Podríamos decir que en pocos años una “nueva cultura” ha colonizado las ciudades de todo el mundo, la publicidad, las cadenas musicales de radio, las revistas culturales y las muestras de arte.
Martes 31 de marzo de 2015
Una “nueva cultura” que casi todos identificamos pero que nos resulta difícil de definir, saber de dónde viene, en que se basa y qué la caracteriza más allá de la estética que la define. Conocida como hipster, se trata de una tendencia que traspasa la estética y la moda para invadir toda expresión cultural. El cine, la música, y la programación de centros de arte parecen estar pensados en clave hipster.
Pero este concepto no es nada nuevo, el término hipster procede de una de las contraculturas urbanas surgidas en Estados Unidos en la década de los años cincuenta y aunque no tuvo el mismo desarrollo que la cultura rock, el beatnik o el fenómeno hippie se definía como una subcultura blanca, cuyo afán pasaba por liberarse de los estereotipos blancos pero manteniendo sus aspiraciones burguesas.
Mayor suerte ha corrido esta (sub)cultura en los últimos años, que ha visto favorecido su desarrollo y expansión gracias en parte a las nuevas tecnologías y medios de comunicación. Pero ¿qué hay detrás de todo eso? Sin duda se trata de un fenómeno social y cultural mucho más amplio que expresa características de una sociedad capitalista avanzada como el individualismo, el consumismo y la despolitización.
Aspectos que han sido hegemónicos en las últimas décadas. Características que, sin embargo, en los últimos años, producto de la crisis capitalista y la movilización social, han comenzadoa cuestionarse por izquierda, con movimientos como Ocuppy Wall Street, los indignados y mareas españolas, la plaza Syntagma y muchas otras. Así como por la emergencia incipiente de proyectos culturales contestatarios, desde los más abiertamente militantes a aquellos que sin serlo problematizan sobre la sociedad en la que vivimos.
Cultura globalizadora basada en los mercados, imperialismo cultural
Si hiciéramos una primera definición de este fenómeno precisamente es que es “hijo de su tiempo”, un fenómeno global, surgido en un mundo globalizado y en parte homogeneizado por los mercados, un tiempo marcado por la hegemonía del neoliberalismo. Esta quizás sea una de las primeras cuestiones que lo diferencia de fenómenos culturales anteriores, como el punk o el indie, que aunque gozaron de gran expansión -al menos en los principales centros urbanos-, no llegaron a tener el mismo nivel de difusión masiva que las tendencias hipster, las cuales hoy, gracias a las nuevas tecnologías y medios de comunicación de masas, las grandes maquinarias de marketing masivo, se ha convertido en un fenómeno globalizado.
En la década de los sesenta surge como novedad en los estados de capitalismo más avanzado lo que algunos han llamado una nueva cultura juvenil con entidad propia, algo que se desarrollará en las siguientes décadas. La particularidad de esta “cultura juvenil” fue que “se convirtió en dominante en las economías desarrolladas de mercado”. Podríamos decir que en pocos años una “nueva cultura” ha colonizado las ciudades de todo el mundo, la publicidad, las cadenas musicales de radio, las revistas culturales y las muestras de arte.

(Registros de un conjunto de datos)
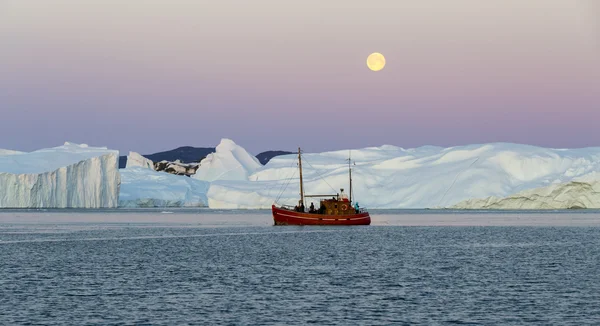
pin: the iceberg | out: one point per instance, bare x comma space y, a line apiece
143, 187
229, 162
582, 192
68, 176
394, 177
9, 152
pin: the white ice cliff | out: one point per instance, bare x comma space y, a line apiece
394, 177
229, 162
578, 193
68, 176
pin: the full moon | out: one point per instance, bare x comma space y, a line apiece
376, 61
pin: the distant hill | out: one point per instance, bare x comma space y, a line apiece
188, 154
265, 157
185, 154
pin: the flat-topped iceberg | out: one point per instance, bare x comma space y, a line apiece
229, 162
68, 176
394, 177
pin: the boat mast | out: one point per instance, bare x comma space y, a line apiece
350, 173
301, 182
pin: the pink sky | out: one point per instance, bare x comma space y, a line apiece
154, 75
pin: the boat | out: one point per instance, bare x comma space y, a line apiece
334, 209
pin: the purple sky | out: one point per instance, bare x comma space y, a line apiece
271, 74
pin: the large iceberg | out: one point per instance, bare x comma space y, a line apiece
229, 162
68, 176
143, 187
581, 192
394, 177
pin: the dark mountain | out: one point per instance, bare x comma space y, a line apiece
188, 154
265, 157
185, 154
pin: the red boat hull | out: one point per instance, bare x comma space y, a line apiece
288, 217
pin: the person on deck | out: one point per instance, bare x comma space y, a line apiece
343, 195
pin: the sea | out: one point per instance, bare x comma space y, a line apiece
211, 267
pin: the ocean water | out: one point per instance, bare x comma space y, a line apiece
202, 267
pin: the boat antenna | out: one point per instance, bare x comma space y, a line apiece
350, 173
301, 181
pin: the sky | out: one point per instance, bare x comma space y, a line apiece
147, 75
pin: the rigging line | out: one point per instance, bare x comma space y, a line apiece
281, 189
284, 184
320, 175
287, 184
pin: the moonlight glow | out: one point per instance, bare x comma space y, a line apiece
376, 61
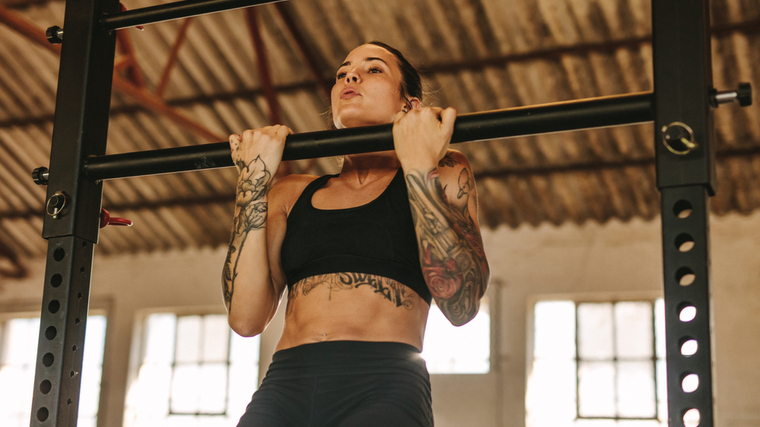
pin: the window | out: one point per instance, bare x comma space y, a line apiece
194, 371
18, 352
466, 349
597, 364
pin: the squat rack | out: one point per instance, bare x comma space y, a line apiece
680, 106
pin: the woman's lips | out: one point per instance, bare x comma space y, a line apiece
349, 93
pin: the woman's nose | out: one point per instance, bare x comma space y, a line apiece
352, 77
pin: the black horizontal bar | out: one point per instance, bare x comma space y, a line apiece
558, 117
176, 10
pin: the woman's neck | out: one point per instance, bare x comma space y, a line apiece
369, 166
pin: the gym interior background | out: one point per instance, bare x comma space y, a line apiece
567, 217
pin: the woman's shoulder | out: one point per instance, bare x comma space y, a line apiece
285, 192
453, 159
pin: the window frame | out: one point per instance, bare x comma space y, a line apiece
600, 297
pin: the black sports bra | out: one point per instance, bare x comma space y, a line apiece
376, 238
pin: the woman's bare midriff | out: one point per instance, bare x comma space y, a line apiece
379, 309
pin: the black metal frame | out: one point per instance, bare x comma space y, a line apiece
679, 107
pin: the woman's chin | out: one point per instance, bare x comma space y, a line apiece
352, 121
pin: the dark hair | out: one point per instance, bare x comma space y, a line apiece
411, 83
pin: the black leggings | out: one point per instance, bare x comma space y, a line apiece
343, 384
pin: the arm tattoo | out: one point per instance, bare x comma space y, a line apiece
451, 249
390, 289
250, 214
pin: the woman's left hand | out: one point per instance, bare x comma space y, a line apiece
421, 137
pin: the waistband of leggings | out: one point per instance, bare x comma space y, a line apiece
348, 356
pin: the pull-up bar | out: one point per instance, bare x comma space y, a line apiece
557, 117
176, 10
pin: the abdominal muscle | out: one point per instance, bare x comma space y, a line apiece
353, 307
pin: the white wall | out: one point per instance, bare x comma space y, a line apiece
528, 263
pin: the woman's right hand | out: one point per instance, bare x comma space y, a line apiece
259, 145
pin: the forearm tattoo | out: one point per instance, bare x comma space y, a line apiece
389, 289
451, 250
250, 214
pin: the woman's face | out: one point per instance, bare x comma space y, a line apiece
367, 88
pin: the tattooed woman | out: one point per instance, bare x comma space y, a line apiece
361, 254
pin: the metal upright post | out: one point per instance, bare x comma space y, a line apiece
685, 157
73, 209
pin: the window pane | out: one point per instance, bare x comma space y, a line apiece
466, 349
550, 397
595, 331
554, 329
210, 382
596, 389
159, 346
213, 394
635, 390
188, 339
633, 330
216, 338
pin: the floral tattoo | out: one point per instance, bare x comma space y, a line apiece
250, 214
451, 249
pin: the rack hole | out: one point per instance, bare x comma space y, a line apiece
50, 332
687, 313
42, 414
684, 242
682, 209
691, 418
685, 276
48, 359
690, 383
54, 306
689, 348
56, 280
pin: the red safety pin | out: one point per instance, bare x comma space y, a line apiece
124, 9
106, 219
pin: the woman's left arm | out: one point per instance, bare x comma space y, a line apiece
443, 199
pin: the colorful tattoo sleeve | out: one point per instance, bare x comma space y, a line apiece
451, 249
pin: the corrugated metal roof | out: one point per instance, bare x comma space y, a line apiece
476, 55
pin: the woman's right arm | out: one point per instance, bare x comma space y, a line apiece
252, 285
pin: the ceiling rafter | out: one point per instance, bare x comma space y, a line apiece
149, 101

...

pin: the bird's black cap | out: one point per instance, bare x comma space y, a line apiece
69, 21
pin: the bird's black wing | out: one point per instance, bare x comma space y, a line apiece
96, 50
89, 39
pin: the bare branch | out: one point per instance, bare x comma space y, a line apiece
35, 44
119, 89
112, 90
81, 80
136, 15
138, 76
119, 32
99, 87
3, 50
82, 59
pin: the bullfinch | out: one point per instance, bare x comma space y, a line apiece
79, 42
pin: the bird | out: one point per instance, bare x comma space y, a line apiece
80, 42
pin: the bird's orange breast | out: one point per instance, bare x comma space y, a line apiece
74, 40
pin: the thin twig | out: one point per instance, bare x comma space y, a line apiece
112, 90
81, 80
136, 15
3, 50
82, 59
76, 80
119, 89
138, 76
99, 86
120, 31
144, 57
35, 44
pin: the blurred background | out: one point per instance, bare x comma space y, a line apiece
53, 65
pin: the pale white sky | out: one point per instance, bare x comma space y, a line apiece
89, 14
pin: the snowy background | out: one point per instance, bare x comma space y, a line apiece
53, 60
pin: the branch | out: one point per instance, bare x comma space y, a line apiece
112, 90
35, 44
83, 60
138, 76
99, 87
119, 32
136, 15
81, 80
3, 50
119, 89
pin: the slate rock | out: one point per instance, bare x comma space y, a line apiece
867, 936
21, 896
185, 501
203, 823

* * *

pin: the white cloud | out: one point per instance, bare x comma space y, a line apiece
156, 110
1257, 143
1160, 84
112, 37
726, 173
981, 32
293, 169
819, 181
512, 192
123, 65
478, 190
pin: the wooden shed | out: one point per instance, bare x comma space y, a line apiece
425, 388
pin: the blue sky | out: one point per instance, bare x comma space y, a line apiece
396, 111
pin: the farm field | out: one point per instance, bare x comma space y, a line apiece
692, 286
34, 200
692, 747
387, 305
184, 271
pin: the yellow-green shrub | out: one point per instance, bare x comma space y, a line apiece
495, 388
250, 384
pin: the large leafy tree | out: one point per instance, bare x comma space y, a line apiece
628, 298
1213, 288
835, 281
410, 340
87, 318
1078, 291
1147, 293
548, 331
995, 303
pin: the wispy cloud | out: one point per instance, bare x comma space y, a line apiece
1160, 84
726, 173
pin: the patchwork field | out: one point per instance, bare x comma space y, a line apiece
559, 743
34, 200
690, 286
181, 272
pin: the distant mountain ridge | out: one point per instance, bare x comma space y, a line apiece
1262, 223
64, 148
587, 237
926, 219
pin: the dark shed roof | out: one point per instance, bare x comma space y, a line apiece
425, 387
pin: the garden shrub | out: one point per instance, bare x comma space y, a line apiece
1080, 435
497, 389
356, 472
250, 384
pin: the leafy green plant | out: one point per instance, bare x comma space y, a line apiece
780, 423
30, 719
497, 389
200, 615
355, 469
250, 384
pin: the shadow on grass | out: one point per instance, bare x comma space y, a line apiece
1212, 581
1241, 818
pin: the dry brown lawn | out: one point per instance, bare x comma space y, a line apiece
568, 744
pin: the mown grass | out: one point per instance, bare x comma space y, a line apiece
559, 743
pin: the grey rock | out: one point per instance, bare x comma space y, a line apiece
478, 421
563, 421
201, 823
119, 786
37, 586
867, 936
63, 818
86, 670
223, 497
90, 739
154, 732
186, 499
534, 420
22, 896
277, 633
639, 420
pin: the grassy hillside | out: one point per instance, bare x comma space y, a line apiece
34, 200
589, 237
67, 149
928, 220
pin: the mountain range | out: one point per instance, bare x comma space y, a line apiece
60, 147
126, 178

== Objetivo ==
Prolonga el texto sobre la cultura hipster a partir de su última oración.

== Respuesta del ejercicio ==
Como define Hobsbawn en su Historia del siglo XX. Se trató de una masa juvenil que asumía y consumía los productos del mercado de una manera mucho más rápida que las generaciones anteriores.
Precisamente esta disposición al consumo, favorecida por las condiciones sociales y económicas de los años de desarrollo económico del boom de la posguerra, fue vista como una “mina de oro” por las aún incipientes industrias del ocio y culturales como la musical, la de la moda, y posteriormente la tecnológica. En este sentido fueron elementos de la cultura dominante norteamericana y sus valores los que fueron generalizados entre los jóvenes de los estados con las economías de mercado capitalistas más desarrolladas. La dominación cultural, en este caso estadounidense, no fue una novedad, aunque sí su modo de implantarse. Dejando atrás el cine como medio de difusión, era ahora la música rock, con sus letras sin traducir, y el uso de los vaqueros lo que comenzó a generalizarse entre jóvenes de todo el mundo.
Esta nueva cultura juvenil se convirtió en la matriz de la llamada “revolución cultural”, entendiendo revolución en un sentido muy acotado, como grandes transformaciones en el comportamiento y las costumbres, en el modo de disponer del ocio y en el modo de consumo, que pasaron a configurar cada vez más los ambientes urbanos. En referencia a este fenómeno Hobsbawn define: “Dos de sus características son importantes: era populista e iconoclasta, sobretodo en el terreno del comportamiento individual en el que todo el mundo tenía que ir a lo suyo, aunque en la práctica, la presión de los congéneres y la moda impusieran la misma uniformidad que antes.”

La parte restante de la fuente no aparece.